You are viewing a plain text version of this content. The canonical link for it is here.
Posted to user@spark.apache.org by Tobias Pfeiffer <tg...@preferred.jp> on 2014/12/18 10:43:03 UTC
Semantics of foreachPartition()
Hi,
I have the following code in my application:
tmpRdd.foreach(item => {
println("abc: " + item)
})
tmpRdd.foreachPartition(iter => {
iter.map(item => {
println("xyz: " + item)
})
})
In the output, I see only the "abc" prints (i.e. from the foreach() call).
(The result is the same also if I exchange the order.) What exactly is the
meaning of foreachPartition and how would I use it correctly?
Thanks
Tobias
Re: Semantics of foreachPartition()
Posted by Tobias Pfeiffer <tg...@preferred.jp>.
Hi again,
On Thu, Dec 18, 2014 at 6:43 PM, Tobias Pfeiffer <tg...@preferred.jp> wrote:
>
> tmpRdd.foreachPartition(iter => {
> iter.map(item => {
> println("xyz: " + item)
> })
> })
>
Uh, with iter.foreach(...) it works... the reason being apparently that
iter.map() returns itself an iterator, is thus evaluated lazily (in this
case: never), while iter.foreach() is evaluated immediately.
Thanks
Tobias

(What this task involves)
Answer these questions about the mailing-list thread on foreachPartition():
(a) In the first post, which prints show up in the output?
(b) According to the first post, what happens when the order of the two calls is swapped?
(c) In the follow-up, what change makes the code work, and what reason is given?

(Entries shown)
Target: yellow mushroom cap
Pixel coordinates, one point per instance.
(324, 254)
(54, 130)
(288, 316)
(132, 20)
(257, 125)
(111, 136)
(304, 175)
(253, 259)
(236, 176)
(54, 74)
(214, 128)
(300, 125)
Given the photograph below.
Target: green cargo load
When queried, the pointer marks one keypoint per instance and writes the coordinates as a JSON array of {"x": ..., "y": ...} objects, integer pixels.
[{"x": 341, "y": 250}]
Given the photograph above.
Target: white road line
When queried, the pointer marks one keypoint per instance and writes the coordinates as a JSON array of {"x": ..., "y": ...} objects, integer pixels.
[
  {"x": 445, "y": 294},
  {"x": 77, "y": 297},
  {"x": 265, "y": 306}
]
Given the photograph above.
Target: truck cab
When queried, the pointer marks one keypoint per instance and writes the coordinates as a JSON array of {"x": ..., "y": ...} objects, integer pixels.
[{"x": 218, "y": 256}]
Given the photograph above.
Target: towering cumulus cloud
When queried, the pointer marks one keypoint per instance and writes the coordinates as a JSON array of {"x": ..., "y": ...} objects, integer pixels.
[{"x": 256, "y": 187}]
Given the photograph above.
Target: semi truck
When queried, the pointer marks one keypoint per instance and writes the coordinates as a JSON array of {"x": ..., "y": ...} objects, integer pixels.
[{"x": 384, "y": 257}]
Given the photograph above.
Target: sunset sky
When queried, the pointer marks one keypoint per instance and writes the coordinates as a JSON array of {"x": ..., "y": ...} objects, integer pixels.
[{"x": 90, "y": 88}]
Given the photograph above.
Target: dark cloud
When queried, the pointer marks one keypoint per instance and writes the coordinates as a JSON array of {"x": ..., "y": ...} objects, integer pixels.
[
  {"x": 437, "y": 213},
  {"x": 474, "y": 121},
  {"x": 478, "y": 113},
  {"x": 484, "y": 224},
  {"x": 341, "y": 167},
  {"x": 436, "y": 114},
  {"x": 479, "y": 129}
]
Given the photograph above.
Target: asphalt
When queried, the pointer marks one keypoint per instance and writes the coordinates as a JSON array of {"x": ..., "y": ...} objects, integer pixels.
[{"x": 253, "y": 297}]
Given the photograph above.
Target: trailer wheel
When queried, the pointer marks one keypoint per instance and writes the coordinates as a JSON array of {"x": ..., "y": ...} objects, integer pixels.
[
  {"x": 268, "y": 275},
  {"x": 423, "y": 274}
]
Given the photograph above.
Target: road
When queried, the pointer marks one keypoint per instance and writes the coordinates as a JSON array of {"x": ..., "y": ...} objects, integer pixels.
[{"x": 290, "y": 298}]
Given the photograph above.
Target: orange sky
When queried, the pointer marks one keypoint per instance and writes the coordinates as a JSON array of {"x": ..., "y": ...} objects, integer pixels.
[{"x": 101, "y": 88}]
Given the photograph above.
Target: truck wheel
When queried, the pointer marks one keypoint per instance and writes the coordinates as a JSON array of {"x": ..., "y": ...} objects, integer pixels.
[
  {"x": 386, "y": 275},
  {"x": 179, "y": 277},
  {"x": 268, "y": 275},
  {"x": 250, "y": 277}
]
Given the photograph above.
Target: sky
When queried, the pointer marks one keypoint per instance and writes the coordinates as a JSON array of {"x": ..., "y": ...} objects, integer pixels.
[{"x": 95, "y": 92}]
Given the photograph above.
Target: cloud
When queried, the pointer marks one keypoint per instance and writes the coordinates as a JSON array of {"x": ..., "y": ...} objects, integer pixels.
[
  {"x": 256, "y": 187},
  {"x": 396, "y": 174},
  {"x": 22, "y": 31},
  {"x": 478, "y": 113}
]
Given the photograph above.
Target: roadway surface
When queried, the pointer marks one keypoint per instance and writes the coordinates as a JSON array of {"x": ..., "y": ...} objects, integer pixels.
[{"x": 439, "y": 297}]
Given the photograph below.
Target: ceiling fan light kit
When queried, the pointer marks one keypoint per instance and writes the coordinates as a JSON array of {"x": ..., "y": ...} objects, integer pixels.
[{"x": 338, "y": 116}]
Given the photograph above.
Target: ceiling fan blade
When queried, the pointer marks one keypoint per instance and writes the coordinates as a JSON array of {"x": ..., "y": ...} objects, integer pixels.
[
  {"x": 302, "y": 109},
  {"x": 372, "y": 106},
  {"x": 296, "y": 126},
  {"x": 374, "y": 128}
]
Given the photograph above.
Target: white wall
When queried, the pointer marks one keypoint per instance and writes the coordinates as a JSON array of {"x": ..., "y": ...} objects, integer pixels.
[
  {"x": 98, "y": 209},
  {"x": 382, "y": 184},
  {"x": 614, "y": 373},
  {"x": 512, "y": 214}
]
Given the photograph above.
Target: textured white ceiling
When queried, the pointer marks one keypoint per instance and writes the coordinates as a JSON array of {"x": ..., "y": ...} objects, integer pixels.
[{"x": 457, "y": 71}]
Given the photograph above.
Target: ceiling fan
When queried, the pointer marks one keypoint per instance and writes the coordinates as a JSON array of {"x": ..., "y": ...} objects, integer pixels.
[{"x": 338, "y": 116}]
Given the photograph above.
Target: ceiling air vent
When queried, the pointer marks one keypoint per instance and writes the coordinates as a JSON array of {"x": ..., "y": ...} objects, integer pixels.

(Response for this exercise)
(a) Only the "abc" prints show up. These come from the foreach() call.
(b) The result is the same.
(c) Using iter.foreach(...) in place of iter.map() makes the code work. The reason given is that iter.map() returns an iterator and is therefore evaluated lazily, which in this case means never. By contrast, iter.foreach() is evaluated immediately.